PROBLEM DESCRIPTION —
Can you retype only the lines from the one with "point: clear plastic" through the final line of the material, exactly as given?

** start DATA TO PROCESS **

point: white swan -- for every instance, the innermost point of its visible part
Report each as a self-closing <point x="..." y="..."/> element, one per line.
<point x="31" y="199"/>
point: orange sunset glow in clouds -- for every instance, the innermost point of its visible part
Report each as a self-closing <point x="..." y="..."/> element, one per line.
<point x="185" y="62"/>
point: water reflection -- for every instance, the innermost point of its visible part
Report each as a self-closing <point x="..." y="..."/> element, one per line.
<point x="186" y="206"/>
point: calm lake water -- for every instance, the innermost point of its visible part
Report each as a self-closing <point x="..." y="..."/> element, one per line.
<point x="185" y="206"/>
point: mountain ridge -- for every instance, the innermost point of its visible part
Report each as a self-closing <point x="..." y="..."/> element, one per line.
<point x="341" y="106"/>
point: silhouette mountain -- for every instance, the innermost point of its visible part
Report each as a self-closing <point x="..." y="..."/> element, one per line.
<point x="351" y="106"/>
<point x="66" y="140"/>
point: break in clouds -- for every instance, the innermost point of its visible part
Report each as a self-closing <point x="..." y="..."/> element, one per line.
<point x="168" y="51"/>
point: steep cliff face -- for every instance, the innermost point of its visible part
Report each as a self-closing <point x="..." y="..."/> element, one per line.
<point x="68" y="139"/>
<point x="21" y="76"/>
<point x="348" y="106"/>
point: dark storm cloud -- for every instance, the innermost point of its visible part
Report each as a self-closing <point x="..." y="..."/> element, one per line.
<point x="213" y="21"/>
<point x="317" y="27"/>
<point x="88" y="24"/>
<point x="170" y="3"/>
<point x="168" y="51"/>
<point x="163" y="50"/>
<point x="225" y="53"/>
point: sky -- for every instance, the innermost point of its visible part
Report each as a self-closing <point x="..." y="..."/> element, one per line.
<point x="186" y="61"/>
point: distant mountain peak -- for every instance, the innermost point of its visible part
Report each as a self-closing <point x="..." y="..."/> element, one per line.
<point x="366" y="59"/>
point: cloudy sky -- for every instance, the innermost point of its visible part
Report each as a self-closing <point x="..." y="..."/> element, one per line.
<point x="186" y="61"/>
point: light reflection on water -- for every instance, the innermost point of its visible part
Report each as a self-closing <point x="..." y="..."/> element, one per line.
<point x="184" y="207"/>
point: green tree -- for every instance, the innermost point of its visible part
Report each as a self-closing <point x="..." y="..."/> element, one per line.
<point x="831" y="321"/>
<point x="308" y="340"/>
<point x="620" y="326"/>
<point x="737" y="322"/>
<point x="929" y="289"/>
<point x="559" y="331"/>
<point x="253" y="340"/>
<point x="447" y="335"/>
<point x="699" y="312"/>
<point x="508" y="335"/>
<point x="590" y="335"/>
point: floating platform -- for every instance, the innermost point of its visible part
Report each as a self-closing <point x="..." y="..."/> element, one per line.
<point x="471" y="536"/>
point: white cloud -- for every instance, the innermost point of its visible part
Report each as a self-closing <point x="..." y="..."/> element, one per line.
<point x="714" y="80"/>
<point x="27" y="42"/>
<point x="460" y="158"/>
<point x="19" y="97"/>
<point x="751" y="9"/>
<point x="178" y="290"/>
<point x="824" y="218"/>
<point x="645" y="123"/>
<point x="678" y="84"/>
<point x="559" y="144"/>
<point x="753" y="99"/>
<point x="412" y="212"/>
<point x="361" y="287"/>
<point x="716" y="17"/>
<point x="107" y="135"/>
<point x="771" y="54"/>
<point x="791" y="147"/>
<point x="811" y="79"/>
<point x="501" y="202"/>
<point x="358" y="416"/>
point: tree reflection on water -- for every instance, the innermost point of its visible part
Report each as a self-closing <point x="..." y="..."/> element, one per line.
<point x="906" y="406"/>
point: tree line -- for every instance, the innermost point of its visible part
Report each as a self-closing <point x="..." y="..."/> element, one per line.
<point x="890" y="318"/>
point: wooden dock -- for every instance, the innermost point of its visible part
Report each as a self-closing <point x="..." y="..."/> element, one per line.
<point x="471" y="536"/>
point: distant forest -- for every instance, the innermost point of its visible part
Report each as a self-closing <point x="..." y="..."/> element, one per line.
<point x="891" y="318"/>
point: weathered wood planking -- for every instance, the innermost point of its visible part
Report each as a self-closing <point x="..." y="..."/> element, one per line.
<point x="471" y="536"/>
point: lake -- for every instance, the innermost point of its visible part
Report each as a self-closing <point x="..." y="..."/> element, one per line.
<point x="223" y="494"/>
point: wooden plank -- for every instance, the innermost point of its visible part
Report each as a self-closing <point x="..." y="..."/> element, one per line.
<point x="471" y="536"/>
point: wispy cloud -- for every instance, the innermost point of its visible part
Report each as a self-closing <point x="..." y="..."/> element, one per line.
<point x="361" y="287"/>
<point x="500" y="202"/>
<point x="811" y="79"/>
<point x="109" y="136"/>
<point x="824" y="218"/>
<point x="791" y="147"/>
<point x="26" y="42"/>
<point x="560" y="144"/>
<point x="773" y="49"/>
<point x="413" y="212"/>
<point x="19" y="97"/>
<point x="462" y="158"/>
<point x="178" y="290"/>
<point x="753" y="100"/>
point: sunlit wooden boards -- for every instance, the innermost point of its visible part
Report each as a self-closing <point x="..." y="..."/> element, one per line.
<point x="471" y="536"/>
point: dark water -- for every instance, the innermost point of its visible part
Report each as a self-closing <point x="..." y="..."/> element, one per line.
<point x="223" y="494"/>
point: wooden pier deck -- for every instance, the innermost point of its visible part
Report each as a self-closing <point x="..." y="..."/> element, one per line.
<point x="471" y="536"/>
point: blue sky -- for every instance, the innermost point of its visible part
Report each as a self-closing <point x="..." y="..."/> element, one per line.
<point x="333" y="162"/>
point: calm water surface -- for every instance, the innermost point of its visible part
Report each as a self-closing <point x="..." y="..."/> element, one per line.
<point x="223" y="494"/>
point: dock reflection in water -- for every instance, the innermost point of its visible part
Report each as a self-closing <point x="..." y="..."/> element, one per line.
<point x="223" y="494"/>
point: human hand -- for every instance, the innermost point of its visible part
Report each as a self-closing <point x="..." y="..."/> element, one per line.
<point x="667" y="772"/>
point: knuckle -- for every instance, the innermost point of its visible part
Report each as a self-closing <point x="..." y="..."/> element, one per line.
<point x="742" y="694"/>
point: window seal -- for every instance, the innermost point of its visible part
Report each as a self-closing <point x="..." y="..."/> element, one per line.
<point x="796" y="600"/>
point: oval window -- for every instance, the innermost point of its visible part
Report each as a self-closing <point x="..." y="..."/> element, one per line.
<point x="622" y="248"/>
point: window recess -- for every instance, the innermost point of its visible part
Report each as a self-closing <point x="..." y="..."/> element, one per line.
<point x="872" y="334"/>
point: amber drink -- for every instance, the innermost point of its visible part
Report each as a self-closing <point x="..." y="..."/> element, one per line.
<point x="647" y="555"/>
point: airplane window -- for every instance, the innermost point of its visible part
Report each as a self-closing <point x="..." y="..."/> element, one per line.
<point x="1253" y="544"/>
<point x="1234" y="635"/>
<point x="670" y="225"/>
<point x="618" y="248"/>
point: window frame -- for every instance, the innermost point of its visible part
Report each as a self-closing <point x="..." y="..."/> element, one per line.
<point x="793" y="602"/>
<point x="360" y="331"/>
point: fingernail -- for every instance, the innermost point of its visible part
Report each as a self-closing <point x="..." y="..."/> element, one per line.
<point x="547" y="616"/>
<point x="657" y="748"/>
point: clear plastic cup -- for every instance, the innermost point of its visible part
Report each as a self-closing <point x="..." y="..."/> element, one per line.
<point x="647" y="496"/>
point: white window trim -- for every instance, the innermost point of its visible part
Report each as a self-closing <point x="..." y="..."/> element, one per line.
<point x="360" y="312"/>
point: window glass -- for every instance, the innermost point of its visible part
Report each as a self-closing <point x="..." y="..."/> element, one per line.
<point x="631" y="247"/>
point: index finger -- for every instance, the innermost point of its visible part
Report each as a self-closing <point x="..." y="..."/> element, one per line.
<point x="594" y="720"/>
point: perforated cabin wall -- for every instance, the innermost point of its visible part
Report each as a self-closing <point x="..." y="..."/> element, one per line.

** end DATA TO PROCESS **

RESPONSE —
point: clear plastic cup -- for every instance, the innermost point of its visible part
Report each as a self-closing <point x="..." y="..."/> element, one per line.
<point x="647" y="496"/>
point: white window trim -- for every instance, the innermost point of its visible part
Report each as a self-closing <point x="..." y="..."/> element, one per line.
<point x="360" y="312"/>
point: window glass -- for every instance, the innermost point of its visible part
Report each as a self-closing <point x="..." y="..."/> element, one per line.
<point x="631" y="247"/>
point: index finger -- for every instance, the innermost point of its visible part
Report each as a self-closing <point x="..." y="..."/> element, one per line.
<point x="594" y="720"/>
point: perforated cabin wall -- for every instance, the innermost point of its visible part
Report each as a self-closing <point x="..." y="..."/> element, one per line.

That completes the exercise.